:: BRIEF ::
Write the records out again in full, word for word.
[[ ENTRIES SUPPLIED, beginning ]]
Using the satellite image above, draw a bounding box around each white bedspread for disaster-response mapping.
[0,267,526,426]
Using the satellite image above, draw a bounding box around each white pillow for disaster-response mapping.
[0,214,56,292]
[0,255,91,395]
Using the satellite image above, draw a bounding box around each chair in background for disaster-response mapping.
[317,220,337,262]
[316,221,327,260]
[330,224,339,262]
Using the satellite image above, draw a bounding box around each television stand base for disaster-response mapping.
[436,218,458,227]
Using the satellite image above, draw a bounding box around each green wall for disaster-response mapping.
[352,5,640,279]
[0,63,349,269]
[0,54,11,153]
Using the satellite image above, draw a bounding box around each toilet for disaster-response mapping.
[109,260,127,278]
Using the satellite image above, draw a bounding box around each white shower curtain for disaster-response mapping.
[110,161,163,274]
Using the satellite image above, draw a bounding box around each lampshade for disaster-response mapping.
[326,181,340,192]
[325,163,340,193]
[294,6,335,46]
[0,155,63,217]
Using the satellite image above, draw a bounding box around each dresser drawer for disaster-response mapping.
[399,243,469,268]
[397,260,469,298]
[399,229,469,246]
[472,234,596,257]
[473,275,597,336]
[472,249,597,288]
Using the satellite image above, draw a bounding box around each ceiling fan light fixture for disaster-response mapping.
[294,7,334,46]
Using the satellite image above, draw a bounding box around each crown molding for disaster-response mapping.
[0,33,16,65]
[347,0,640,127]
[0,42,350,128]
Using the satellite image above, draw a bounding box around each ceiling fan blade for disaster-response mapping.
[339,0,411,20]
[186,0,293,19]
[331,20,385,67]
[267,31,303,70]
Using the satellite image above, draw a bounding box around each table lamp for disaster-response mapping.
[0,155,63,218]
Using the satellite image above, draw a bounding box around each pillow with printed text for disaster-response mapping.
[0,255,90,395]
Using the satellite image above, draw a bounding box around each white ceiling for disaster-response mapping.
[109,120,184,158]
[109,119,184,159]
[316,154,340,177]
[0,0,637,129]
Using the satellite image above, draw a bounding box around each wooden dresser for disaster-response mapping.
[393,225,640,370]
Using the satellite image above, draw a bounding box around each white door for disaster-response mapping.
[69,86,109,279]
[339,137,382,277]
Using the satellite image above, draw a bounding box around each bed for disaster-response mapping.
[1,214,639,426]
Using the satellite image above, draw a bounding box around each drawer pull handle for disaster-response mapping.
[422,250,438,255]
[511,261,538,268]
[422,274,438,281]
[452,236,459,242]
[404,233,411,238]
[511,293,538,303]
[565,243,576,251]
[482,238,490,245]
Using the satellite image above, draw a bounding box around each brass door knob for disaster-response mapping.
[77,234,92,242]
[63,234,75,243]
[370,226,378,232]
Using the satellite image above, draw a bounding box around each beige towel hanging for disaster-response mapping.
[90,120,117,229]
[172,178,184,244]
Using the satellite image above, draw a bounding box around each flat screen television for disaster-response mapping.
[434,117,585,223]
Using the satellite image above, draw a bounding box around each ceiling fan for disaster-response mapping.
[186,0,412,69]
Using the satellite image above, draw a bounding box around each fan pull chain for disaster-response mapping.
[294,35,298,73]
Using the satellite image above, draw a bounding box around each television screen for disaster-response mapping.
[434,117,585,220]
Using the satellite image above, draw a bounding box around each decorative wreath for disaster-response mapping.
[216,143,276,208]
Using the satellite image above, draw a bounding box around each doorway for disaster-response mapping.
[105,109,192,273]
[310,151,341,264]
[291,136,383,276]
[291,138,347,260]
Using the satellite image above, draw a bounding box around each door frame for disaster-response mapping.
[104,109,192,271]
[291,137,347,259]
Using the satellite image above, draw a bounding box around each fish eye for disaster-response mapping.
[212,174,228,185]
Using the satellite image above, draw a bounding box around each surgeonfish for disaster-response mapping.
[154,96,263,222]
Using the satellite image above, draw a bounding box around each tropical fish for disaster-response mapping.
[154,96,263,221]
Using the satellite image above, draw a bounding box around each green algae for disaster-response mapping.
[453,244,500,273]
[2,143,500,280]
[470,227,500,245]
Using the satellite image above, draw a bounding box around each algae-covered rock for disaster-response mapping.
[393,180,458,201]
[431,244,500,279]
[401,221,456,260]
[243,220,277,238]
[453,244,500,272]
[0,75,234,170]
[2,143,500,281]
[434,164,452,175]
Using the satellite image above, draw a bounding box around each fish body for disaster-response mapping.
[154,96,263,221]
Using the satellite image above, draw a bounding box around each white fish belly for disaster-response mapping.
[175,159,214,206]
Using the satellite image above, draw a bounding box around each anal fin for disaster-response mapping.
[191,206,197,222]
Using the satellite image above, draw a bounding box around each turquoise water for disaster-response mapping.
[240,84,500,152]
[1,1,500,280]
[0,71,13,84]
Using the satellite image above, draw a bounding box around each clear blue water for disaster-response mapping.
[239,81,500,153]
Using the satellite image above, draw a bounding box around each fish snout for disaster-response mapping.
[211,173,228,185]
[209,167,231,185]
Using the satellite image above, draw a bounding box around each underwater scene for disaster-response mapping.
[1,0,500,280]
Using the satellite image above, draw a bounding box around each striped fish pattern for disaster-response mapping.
[[ ENTRIES SUPPLIED, end ]]
:: THE COMPLETED TASK ::
Using the satellite image above, draw a bounding box around each white bedspread for disaster-response mapping.
[0,267,526,426]
Using the satellite image above, draw a bounding box around each white pillow for disaster-response mapping.
[0,214,56,292]
[0,255,91,395]
Using the satellite image above, draw a bounding box around each chair in background for disaster-response mapping.
[317,220,337,262]
[316,221,327,260]
[330,224,339,262]
Using the satellite image above, draw a bounding box around each television stand base for disaster-response mapping.
[436,218,458,227]
Using the satellite image above, draw a bounding box around each green wall for disaster-response mapping.
[352,5,640,279]
[0,63,349,269]
[0,54,11,153]
Using the satellite image above, draw a bounding box around each toilet for disaster-response mapping.
[109,260,127,278]
Using the satellite image above, draw a bounding box around each white shower curtain for disaster-response mapping.
[110,161,163,274]
Using the satellite image above, draw a bounding box around each lampshade for disaster-response mapping.
[326,181,340,192]
[325,163,340,193]
[294,6,335,46]
[0,155,63,217]
Using the satellite image above, draw a bounding box around each dresser drawer for disaster-response mapping.
[399,243,469,268]
[397,260,469,298]
[399,229,469,246]
[472,234,596,257]
[473,275,597,336]
[472,249,597,288]
Using the satellite image above, draw a bounding box around each ceiling fan light fixture for disaster-response mapping.
[294,7,334,46]
Using the satellite image above, draw a bounding box around each crown molding for disaster-response mapping.
[0,33,16,65]
[347,0,640,127]
[0,42,350,128]
Using the satellite image above, draw a bounding box around each ceiling fan blade for disaster-response mapping.
[339,0,411,20]
[186,0,293,19]
[331,20,385,67]
[267,31,303,70]
Using the satellite image above, draw a bounding box around each table lamp for disaster-response mapping.
[0,155,63,218]
Using the satellite image above, draw a bounding box around each pillow with printed text for disaster-response mapping.
[0,255,90,395]
Using the satellite image above, draw a bounding box around each white ceiling for disaster-response mapping.
[109,120,184,158]
[109,119,184,159]
[316,154,340,177]
[0,0,637,129]
Using the satellite image above, draw a bounding box around each wooden dresser for disaster-response mapping.
[393,225,640,370]
Using the satellite image above, draw a bounding box around each white door for disaster-response mapping.
[69,86,109,279]
[339,137,382,277]
Using the satellite image above, draw a bounding box around each bed for disaster-response mapping.
[1,214,639,426]
Using the satellite image above, draw a bounding box around each drawer pull handle for disaster-response mapping.
[422,250,438,255]
[511,261,538,268]
[422,274,438,281]
[452,236,459,242]
[404,233,411,238]
[511,293,538,303]
[565,243,576,251]
[482,238,490,245]
Using the satellite image above, draw a bounding box around each brass door knob for disaster-response mapping.
[77,234,92,242]
[63,234,75,243]
[370,226,378,232]
Using the satellite image above, draw a bounding box around each beige towel hanging for disaster-response mapping.
[90,120,117,229]
[172,178,184,244]
Using the satellite image above, draw a bounding box around each flat screen television for disaster-response mapping.
[434,117,585,223]
Using the satellite image above, draw a bounding box around each ceiling fan for disaster-response mapping.
[186,0,412,69]
Using the satellite image above, draw a bounding box around each fan pull chain for disaster-response mapping.
[294,35,298,73]
Using the satellite image above, draw a bounding box around each television screen for disaster-response mapping.
[434,117,585,220]
Using the satellite image above, draw a bounding box around each decorative wreath for disaster-response mapping.
[216,143,276,208]
Using the satellite image above, draw a bounding box around each doorway for disaster-response mapping.
[105,109,192,273]
[310,151,341,264]
[291,136,383,276]
[291,138,347,260]
Using the satellite image above, draw a bounding box around each door frame for disaster-response mapping.
[104,109,192,271]
[291,137,347,259]
Using the satellite image above, draw a bounding box around each fish eye for disaster-response mapping.
[212,174,228,185]
Using the satellite image above, draw a bounding box around each surgeonfish for disaster-response mapping.
[154,96,263,222]
Using the satellite image above, draw a bounding box around each tropical fish for disaster-response mapping.
[154,96,263,221]
Using the satellite image above, draw a bounding box around each green algae for disaster-response mapping.
[453,244,500,273]
[2,143,500,280]
[470,227,500,245]
Using the satellite image above, draw a bounding box around each algae-covered rock for disaster-response mapping.
[393,180,458,201]
[431,244,500,279]
[401,221,456,260]
[243,220,277,238]
[453,244,500,272]
[0,75,234,170]
[2,143,500,281]
[434,164,452,175]
Using the satellite image above, draw a bounding box around each fish body for disaster-response mapping.
[154,96,263,221]
Using the satellite image above, draw a bounding box around each white fish belly for disaster-response mapping.
[175,159,214,206]
Using the satellite image above, draw a bounding box around each anal fin for disaster-response mapping.
[191,206,197,222]
Using the satellite image above, draw a bounding box around each turquoise water for disaster-response mapping.
[240,84,500,152]
[1,1,500,280]
[0,71,13,84]
Using the satellite image above, draw a bounding box around each clear blue water for disaster-response mapping.
[239,81,500,153]
Using the satellite image above, draw a bounding box around each fish snout for disaster-response mapping.
[211,173,228,185]
[209,167,231,185]
Using the satellite image above, draw a bounding box around each underwater scene for disaster-response mapping.
[1,0,500,280]
Using the satellite image above, draw a bounding box around each striped fish pattern for disaster-response mapping.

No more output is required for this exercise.